▼

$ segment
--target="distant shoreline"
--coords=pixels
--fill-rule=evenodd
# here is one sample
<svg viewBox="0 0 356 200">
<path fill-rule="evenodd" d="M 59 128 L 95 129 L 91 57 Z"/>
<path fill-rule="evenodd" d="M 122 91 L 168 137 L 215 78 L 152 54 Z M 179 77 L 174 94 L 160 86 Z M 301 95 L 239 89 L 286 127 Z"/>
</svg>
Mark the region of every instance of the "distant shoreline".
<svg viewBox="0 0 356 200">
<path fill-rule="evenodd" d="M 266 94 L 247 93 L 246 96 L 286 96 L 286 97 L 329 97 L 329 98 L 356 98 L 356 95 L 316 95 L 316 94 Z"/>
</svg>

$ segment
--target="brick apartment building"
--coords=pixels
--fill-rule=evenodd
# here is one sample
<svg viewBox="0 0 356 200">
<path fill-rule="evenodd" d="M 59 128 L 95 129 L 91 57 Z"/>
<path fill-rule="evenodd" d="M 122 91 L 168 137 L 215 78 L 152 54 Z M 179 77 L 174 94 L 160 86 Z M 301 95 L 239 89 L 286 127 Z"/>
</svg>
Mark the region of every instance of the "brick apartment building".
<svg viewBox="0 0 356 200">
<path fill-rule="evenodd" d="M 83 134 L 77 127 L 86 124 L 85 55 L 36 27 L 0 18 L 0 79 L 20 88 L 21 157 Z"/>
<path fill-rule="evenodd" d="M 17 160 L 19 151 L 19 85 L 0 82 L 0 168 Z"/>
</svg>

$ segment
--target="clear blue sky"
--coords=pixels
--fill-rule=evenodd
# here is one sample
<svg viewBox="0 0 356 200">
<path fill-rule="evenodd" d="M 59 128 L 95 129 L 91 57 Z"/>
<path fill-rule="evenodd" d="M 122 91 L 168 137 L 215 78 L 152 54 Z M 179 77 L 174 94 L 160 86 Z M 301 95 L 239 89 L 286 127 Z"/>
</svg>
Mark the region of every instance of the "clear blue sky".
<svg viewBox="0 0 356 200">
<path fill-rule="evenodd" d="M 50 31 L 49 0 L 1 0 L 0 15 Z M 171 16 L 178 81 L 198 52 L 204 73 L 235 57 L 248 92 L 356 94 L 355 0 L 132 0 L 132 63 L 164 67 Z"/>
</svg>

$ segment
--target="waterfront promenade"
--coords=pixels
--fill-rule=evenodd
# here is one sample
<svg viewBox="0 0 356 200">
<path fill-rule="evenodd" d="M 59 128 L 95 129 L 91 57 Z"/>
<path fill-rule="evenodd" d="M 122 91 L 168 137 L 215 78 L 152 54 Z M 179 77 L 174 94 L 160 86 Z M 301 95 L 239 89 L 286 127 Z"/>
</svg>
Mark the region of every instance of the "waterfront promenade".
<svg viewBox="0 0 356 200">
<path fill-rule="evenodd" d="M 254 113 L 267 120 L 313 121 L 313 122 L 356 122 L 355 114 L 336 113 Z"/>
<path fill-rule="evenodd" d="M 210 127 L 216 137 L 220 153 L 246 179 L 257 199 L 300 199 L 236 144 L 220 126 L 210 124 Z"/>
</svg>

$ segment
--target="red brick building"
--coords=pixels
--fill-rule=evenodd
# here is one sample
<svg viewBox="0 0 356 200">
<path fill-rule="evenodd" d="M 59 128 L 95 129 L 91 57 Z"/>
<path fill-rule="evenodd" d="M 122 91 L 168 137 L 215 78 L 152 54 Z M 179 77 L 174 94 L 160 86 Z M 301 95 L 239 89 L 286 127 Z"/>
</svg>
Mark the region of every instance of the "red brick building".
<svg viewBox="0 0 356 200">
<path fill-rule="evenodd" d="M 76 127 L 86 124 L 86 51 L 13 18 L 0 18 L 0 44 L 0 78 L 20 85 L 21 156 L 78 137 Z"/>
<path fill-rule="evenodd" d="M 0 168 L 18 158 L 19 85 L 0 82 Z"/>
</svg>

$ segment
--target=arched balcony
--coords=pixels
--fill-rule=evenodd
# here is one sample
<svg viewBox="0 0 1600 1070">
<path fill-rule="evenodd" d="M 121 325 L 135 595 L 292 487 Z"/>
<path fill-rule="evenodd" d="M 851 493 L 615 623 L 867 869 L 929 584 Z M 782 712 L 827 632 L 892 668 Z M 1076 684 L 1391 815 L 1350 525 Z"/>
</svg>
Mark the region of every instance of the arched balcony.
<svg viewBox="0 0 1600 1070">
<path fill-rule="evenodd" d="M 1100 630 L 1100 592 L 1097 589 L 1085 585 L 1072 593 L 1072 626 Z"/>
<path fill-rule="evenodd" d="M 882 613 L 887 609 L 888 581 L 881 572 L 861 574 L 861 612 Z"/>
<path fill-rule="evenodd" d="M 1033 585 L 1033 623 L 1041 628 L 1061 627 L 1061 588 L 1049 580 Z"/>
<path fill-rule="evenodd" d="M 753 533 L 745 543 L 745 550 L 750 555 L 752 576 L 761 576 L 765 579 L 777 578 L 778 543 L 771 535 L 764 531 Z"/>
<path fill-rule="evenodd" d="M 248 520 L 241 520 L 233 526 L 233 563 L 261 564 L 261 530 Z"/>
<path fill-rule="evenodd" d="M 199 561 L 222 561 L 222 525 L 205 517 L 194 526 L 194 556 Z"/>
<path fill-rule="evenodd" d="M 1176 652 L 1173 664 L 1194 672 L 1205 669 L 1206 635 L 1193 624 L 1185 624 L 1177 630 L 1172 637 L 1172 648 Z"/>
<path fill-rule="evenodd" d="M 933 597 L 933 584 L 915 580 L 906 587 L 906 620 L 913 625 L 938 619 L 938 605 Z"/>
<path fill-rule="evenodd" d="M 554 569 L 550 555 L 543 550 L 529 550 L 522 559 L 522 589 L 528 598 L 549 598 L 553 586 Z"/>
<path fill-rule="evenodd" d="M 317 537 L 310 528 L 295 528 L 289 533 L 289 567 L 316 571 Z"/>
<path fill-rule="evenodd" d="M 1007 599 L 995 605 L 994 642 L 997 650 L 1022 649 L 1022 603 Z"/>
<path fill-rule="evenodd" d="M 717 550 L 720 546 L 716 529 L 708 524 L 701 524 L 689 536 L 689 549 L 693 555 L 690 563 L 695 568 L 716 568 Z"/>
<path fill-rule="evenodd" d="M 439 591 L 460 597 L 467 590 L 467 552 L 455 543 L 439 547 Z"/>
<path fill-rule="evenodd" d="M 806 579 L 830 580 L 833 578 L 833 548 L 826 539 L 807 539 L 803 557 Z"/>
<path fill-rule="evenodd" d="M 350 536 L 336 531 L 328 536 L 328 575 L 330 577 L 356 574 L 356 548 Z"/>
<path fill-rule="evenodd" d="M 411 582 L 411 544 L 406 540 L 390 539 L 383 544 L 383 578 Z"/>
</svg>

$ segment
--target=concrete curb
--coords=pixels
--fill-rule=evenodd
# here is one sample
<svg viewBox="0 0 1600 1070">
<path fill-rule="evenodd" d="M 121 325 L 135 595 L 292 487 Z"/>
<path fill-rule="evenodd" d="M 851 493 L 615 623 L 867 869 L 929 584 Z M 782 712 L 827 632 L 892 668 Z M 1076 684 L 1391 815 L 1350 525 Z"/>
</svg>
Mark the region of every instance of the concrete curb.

▲

◆ **About this exercise**: Go through the listing above line by line and state how many lines include the string "concrete". Write only the number.

◆ **Result of this exercise**: 2